* INSTRUCTION *
Please copy out everything in the projector review from "There are three" down to "picking a source.", renaming "Wi-Fi" to "wireless".

* PASSAGE TO READ *
Kodak Luma 400 Portable HD Smart Projector Specs

Dimensions (HWD) 1.3 by 4.9 by 4.9 inches
Engine Type DLP
Inputs and Interfaces HDMI
Inputs and Interfaces USB
Inputs and Interfaces USB-C (power only)
Maximum Resolution 3840 by 2160 60Hz
Native Resolution 1280 by 720
Rated Brightness 200
Warranty 1
Weight 1.1

The Kodak Luma 400 Portable HD Smart Projector is one of a family of Kodak models that all share the same proportions and could each fit into the next largest like a set of rectangular, flat nesting dolls. Each step up in size comes with a step up in price, along with brightness, resolution, or both. The $449.99 Luma 400 is the next up from the Luma 350, our Editors' Choice among small palmtop portable projectors. The 400's key difference is a higher native resolution, at 720p (1,280-by-720), but its significantly more expensive and comes up a little short on image quality. It's still worth considering, but the Luma 350 remains our Editors' Choice.


Lots of Features in a Surprisingly Small Case

Small enough to fit in a large pocket, the Luma 400 almost qualifies as a pico projector. However, its 1.1-pound weight and 1.3-by-4.9-by-4.9-inch size (HWD) put it firmly in the palmtop category. Like most small projectors, it's built around a diamond-array DLP chip, which draws less power than TI's rectangular chips but can introduce scaling artifacts. These artifacts affect only the occasional image with small repeating patterns, and the best focus I was able to manage was slightly soft, which isn't great in its own right but does tend to hide that sort of issue. The RGB LED light source is rated at 30,000 hours in full-power mode, and should last even longer in Eco mode.

Luma 400 on tripod, front view

There are three power settings to let you choose among highest brightness, longest battery life, or a compromise between the two. The battery life range is from 1.5 hours in High mode to 2.5 hours in Eco mode, with Normal mode, at 2 hours, in between.

The Luma 400 has Android OS 9 built in—the Android Open Source Project (ASOP) version, as distinct from Android TV. Setting up streaming requires connecting by Wi-Fi to an internet-connected network and signing in to Google. Beyond that, setup consists of little more than turning the power on, manually focusing, adjusting the image size by moving the projector, and picking a source.

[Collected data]
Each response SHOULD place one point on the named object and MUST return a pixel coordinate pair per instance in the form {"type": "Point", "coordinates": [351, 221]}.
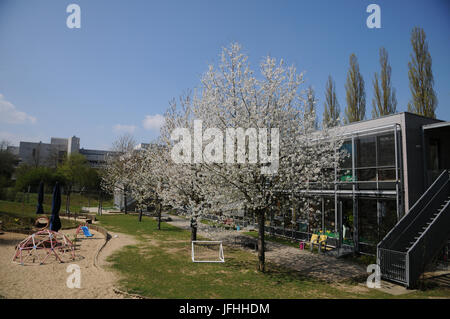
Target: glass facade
{"type": "Point", "coordinates": [365, 195]}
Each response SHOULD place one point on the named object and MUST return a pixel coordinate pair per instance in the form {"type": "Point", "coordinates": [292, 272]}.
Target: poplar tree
{"type": "Point", "coordinates": [355, 93]}
{"type": "Point", "coordinates": [331, 106]}
{"type": "Point", "coordinates": [310, 109]}
{"type": "Point", "coordinates": [384, 101]}
{"type": "Point", "coordinates": [420, 75]}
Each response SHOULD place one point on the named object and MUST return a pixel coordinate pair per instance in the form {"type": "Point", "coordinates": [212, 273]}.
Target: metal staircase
{"type": "Point", "coordinates": [418, 237]}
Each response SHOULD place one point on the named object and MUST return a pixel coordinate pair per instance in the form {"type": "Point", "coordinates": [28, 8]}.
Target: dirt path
{"type": "Point", "coordinates": [49, 280]}
{"type": "Point", "coordinates": [311, 264]}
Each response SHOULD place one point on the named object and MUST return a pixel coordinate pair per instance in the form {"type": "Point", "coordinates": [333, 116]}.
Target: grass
{"type": "Point", "coordinates": [17, 216]}
{"type": "Point", "coordinates": [160, 266]}
{"type": "Point", "coordinates": [274, 239]}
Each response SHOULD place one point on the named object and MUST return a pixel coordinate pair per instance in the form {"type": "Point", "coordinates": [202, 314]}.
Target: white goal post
{"type": "Point", "coordinates": [205, 251]}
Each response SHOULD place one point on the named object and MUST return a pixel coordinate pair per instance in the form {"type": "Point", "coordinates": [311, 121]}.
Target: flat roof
{"type": "Point", "coordinates": [436, 125]}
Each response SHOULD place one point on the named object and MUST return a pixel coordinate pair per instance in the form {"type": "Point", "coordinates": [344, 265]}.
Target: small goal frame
{"type": "Point", "coordinates": [220, 256]}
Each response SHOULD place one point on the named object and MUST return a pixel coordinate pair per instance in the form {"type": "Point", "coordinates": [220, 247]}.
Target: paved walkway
{"type": "Point", "coordinates": [316, 265]}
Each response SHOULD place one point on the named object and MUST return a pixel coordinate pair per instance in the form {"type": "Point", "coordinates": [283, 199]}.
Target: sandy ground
{"type": "Point", "coordinates": [307, 263]}
{"type": "Point", "coordinates": [49, 280]}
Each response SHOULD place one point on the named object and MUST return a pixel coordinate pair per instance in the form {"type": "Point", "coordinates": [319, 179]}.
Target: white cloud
{"type": "Point", "coordinates": [153, 122]}
{"type": "Point", "coordinates": [120, 128]}
{"type": "Point", "coordinates": [9, 114]}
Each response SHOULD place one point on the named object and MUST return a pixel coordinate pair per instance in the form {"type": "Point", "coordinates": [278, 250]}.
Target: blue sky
{"type": "Point", "coordinates": [130, 58]}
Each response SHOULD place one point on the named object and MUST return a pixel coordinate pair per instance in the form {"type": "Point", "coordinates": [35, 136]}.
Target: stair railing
{"type": "Point", "coordinates": [427, 245]}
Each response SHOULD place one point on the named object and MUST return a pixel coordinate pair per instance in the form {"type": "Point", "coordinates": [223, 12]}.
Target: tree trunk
{"type": "Point", "coordinates": [68, 200]}
{"type": "Point", "coordinates": [193, 231]}
{"type": "Point", "coordinates": [159, 216]}
{"type": "Point", "coordinates": [125, 200]}
{"type": "Point", "coordinates": [261, 244]}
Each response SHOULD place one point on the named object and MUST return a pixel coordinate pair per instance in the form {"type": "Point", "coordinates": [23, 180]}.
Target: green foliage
{"type": "Point", "coordinates": [424, 100]}
{"type": "Point", "coordinates": [32, 176]}
{"type": "Point", "coordinates": [331, 107]}
{"type": "Point", "coordinates": [355, 93]}
{"type": "Point", "coordinates": [384, 101]}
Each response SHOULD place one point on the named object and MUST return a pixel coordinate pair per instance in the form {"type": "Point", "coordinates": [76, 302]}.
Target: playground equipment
{"type": "Point", "coordinates": [42, 223]}
{"type": "Point", "coordinates": [207, 251]}
{"type": "Point", "coordinates": [40, 245]}
{"type": "Point", "coordinates": [84, 229]}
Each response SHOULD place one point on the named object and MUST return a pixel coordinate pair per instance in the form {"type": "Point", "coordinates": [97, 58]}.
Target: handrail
{"type": "Point", "coordinates": [415, 210]}
{"type": "Point", "coordinates": [420, 253]}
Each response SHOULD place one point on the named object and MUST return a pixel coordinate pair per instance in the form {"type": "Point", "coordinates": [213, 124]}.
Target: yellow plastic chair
{"type": "Point", "coordinates": [314, 241]}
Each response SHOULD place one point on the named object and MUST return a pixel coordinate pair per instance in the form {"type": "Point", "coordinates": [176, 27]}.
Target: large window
{"type": "Point", "coordinates": [367, 152]}
{"type": "Point", "coordinates": [368, 221]}
{"type": "Point", "coordinates": [329, 215]}
{"type": "Point", "coordinates": [387, 216]}
{"type": "Point", "coordinates": [386, 150]}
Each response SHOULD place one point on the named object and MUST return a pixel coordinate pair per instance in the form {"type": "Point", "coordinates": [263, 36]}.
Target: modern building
{"type": "Point", "coordinates": [392, 161]}
{"type": "Point", "coordinates": [53, 153]}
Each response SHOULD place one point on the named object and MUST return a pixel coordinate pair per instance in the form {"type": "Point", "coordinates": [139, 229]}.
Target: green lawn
{"type": "Point", "coordinates": [160, 266]}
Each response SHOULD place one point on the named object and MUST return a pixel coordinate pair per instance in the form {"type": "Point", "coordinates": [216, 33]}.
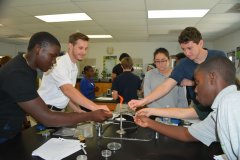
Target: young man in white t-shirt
{"type": "Point", "coordinates": [57, 88]}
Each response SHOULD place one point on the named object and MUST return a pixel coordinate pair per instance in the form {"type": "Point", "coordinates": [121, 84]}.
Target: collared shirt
{"type": "Point", "coordinates": [64, 72]}
{"type": "Point", "coordinates": [175, 98]}
{"type": "Point", "coordinates": [223, 123]}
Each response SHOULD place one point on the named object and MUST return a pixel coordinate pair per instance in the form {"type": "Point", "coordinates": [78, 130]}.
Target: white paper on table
{"type": "Point", "coordinates": [58, 148]}
{"type": "Point", "coordinates": [105, 98]}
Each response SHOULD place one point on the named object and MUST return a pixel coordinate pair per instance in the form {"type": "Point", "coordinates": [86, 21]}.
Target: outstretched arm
{"type": "Point", "coordinates": [39, 110]}
{"type": "Point", "coordinates": [74, 95]}
{"type": "Point", "coordinates": [180, 113]}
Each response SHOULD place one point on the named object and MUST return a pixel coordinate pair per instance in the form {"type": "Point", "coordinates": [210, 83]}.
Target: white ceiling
{"type": "Point", "coordinates": [125, 20]}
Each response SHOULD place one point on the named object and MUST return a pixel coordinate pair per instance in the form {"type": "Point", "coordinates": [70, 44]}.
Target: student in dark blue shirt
{"type": "Point", "coordinates": [192, 44]}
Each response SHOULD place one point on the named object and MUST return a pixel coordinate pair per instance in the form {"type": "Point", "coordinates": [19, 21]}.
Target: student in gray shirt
{"type": "Point", "coordinates": [153, 78]}
{"type": "Point", "coordinates": [215, 86]}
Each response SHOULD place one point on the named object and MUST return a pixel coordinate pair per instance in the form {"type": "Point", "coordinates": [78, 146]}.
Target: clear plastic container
{"type": "Point", "coordinates": [81, 157]}
{"type": "Point", "coordinates": [114, 146]}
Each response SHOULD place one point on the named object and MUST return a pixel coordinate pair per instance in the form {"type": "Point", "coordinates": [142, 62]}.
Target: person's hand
{"type": "Point", "coordinates": [100, 115]}
{"type": "Point", "coordinates": [187, 82]}
{"type": "Point", "coordinates": [133, 104]}
{"type": "Point", "coordinates": [104, 107]}
{"type": "Point", "coordinates": [142, 121]}
{"type": "Point", "coordinates": [145, 112]}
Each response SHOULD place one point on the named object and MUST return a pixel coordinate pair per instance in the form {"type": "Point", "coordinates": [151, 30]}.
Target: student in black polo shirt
{"type": "Point", "coordinates": [126, 84]}
{"type": "Point", "coordinates": [117, 69]}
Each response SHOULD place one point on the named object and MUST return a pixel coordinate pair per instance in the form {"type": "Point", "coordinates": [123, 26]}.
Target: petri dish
{"type": "Point", "coordinates": [114, 146]}
{"type": "Point", "coordinates": [106, 153]}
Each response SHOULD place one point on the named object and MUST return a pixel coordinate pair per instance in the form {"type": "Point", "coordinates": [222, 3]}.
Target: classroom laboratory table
{"type": "Point", "coordinates": [141, 145]}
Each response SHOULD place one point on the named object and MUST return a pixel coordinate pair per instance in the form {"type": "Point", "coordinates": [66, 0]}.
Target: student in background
{"type": "Point", "coordinates": [215, 87]}
{"type": "Point", "coordinates": [153, 78]}
{"type": "Point", "coordinates": [117, 69]}
{"type": "Point", "coordinates": [192, 44]}
{"type": "Point", "coordinates": [87, 86]}
{"type": "Point", "coordinates": [18, 94]}
{"type": "Point", "coordinates": [126, 84]}
{"type": "Point", "coordinates": [151, 66]}
{"type": "Point", "coordinates": [57, 88]}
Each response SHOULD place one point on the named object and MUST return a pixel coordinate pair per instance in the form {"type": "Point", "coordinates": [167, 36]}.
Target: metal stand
{"type": "Point", "coordinates": [121, 131]}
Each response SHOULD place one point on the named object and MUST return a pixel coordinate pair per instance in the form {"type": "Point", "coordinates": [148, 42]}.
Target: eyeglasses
{"type": "Point", "coordinates": [162, 61]}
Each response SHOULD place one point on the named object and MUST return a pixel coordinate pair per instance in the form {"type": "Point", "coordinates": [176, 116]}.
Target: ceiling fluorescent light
{"type": "Point", "coordinates": [99, 36]}
{"type": "Point", "coordinates": [64, 17]}
{"type": "Point", "coordinates": [177, 13]}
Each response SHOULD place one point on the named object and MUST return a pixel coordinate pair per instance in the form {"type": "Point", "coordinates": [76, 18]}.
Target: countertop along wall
{"type": "Point", "coordinates": [142, 50]}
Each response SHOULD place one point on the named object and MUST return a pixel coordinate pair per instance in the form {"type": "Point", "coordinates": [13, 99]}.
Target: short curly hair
{"type": "Point", "coordinates": [190, 34]}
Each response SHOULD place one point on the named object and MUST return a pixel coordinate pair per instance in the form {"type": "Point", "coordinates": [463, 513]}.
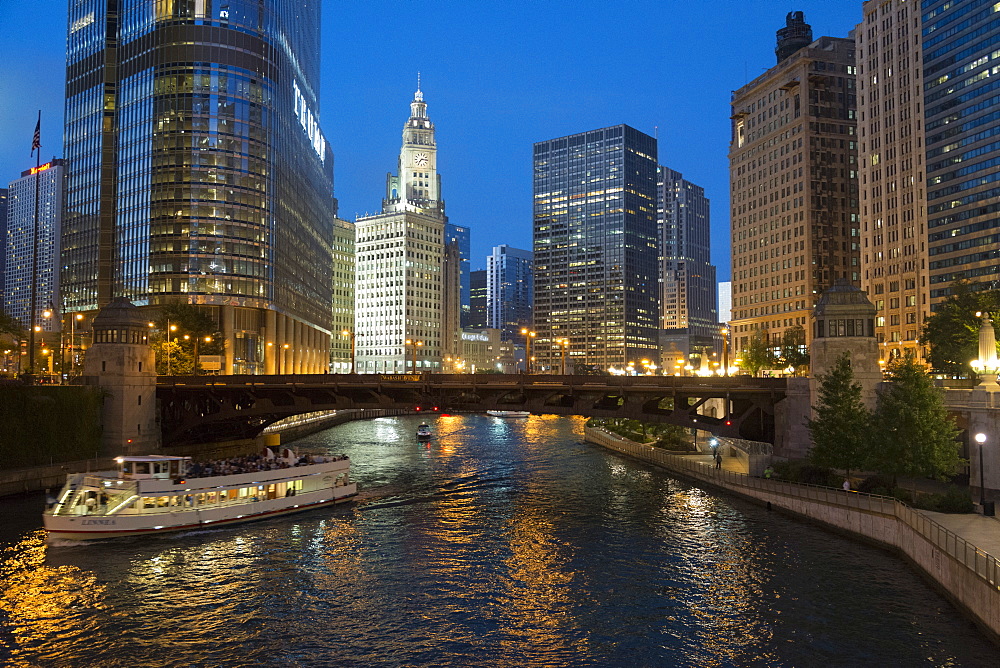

* RESPONSE TO THIS EXERCISE *
There are three power settings to let you choose among highest brightness, longest battery life, or a compromise between the two. The battery life range is from 1.5 hours in High mode to 2.5 hours in Eco mode, with Normal mode, at 2 hours, in between.

The Luma 400 has Android OS 9 built in—the Android Open Source Project (ASOP) version, as distinct from Android TV. Setting up streaming requires connecting by wireless to an internet-connected network and signing in to Google. Beyond that, setup consists of little more than turning the power on, manually focusing, adjusting the image size by moving the projector, and picking a source.